Problems and tasks.
1) From the scientific classification in the orange-fronted fruit dove article, list each rank with the value given for it, from Kingdom through Species.
2) Continue the orange-fronted fruit dove article from its last sentence, keeping the same encyclopedic tone.

Provided text.
Scientific classification
- Kingdom: Animalia
- Phylum: Chordata
- Class: Aves
- Order: Columbiformes
- Family: Columbidae
- Genus: Ptilinopus
- Species: P. aurantiifrons
- Binomial name: Ptilinopus aurantiifrons Gray, 1858

= Orange-fronted fruit dove =

- Genus: Ptilinopus
- Species: aurantiifrons
- Authority: Gray, 1858
- Conservation status: LC

Species of bird

The orange-fronted fruit dove (Ptilinopus aurantiifrons) is a species of bird in the family Columbidae, measuring 22–23 cm in length and weighing approximately 136 g. P. aurantiifrons is characterized by a dull green body, a distinctive bright orange forehead, and a gray collar encircling the neck. The female displays duller coloration, and juvenile P. aurantiifrons have not been described.

The species is found across Papua New Guinea, with a range extending from sea level to 300m. The orange-fronted fruit dove is localized and is described as sedentary (non-migratory).

== Taxonomy ==
The orange-fronted fruit doves are members of the genus Ptilinopus in the family Columbidae. Birds of this genus are typified by small to medium-sized bodies and vibrant plumage. The specific epithet aurantiifrons is derived from Latin aurantius, meaning 'orange' and frons, meaning 'front' or 'forehead'.

Dataset records.
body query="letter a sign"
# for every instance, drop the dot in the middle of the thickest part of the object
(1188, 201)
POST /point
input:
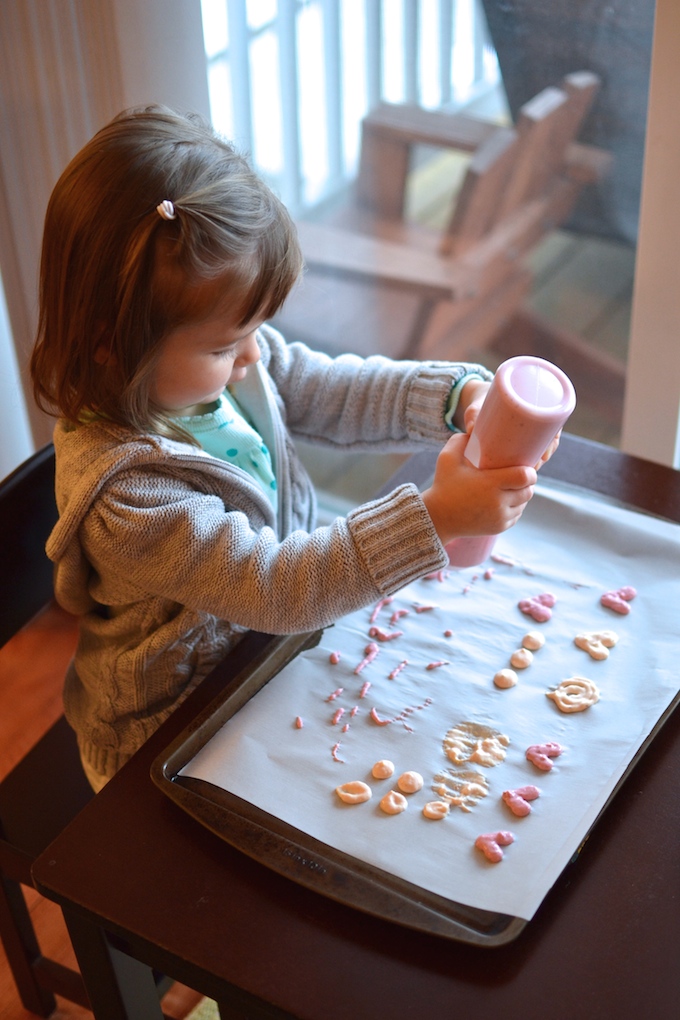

Answers by item.
1)
- Kingdom: Animalia
- Phylum: Chordata
- Class: Aves
- Order: Columbiformes
- Family: Columbidae
- Genus: Ptilinopus
- Species: P. aurantiifrons

2)
== Description ==
The orange-fronted fruit dove is a small/medium sized bird that ranges in length from 22–23 cm and weighs 136 grams. Its body color primarily consists of a dull green, with a vibrant orange forehead. It has a bright yellow beak, and a white throat and gray chest that wraps around the entire neck. Pastel purple spots fill the wings and extend to the end of the fan-shaped tail. The legs and feet are a bright maroon color with light grey claws.

== Ecology and behavior ==

=== Voice ===
P. aurantiifrons vocalizations are described as a medium to low pitch of "hoo" followed by a seesaw (a series of alternative high and low notes). Each note of the "hoo" rises in tone. The seesaw pattern features six notes with the first, third, and fifth rising in pitch while the other notes descend. Additionally, P. aurantiifrons produce a sequence beginning with a single low note, followed by a louder series that gradually decreases in pitch.

=== Feeding ===
P. aurantiifrons is observed in flocks, but also forages alone or in pairs. The orange-fronted fruit dove is frugivorous, consuming fruits from various plant types. Moraceae (mulberry family), Combretaceae (white mangrove family), and Arecaceae (palm family) are included in the primary diet of P. aurantiifrons.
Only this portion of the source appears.